→ **WRITTEN EXERCISE**: Can you render every line from the first line of the items through the line containing "x=130 y=179", including both, as a JSON list of strings with one string per line and blank lines left out?

→ **RECORDS FOR PROCESSING**:
— START —

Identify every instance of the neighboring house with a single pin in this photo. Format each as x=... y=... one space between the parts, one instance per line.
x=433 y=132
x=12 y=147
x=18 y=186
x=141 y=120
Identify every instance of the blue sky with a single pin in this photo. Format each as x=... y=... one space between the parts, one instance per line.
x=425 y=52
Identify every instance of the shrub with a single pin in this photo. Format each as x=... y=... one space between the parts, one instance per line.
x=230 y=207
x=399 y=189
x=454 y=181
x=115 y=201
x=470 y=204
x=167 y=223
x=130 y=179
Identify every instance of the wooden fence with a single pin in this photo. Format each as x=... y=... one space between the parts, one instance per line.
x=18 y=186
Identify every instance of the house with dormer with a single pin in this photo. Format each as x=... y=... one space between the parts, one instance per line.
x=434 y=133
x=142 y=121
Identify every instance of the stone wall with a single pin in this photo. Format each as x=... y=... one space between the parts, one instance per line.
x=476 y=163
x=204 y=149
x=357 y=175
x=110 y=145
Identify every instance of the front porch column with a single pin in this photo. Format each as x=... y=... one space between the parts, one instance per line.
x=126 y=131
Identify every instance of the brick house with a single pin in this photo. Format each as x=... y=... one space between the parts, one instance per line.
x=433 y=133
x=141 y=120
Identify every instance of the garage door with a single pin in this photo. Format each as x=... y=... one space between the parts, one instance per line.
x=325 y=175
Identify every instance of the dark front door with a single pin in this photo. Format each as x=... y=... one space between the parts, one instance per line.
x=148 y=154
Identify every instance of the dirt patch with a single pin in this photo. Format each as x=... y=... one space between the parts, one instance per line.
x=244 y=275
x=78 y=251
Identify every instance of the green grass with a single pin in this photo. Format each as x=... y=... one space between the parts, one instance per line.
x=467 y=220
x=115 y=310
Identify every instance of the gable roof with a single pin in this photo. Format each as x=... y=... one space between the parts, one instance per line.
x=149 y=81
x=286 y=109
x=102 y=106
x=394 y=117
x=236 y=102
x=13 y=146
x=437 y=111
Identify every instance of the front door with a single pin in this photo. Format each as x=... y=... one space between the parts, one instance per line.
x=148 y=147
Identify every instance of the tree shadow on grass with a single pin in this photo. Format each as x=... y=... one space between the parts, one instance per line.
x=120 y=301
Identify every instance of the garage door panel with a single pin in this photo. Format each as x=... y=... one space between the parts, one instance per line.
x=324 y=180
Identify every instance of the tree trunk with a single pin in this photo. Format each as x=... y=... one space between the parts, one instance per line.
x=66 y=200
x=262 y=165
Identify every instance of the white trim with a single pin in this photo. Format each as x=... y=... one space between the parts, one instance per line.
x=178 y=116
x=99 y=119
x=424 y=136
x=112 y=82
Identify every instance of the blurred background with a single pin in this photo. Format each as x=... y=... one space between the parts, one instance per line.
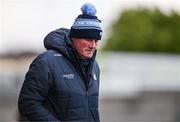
x=139 y=54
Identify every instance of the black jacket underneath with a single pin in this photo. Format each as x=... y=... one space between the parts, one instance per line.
x=56 y=88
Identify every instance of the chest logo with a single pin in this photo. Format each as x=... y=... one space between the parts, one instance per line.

— END —

→ **SOLUTION**:
[
  "Identify every instance of the neighboring house with a single pin in this photo. Format each as x=... y=... one space between the parts, one instance per line.",
  "x=433 y=132",
  "x=12 y=147",
  "x=18 y=186",
  "x=141 y=120",
  "Identify every instance of the blue sky with a single pin in this photo. Format each as x=... y=... one space between the parts, one instance per line.",
  "x=425 y=52",
  "Identify every instance of the shrub with a single pin in this photo. Format each as x=... y=... one space between the parts, one instance per line.",
  "x=230 y=207",
  "x=399 y=189",
  "x=454 y=181",
  "x=115 y=201",
  "x=470 y=204",
  "x=167 y=223",
  "x=130 y=179"
]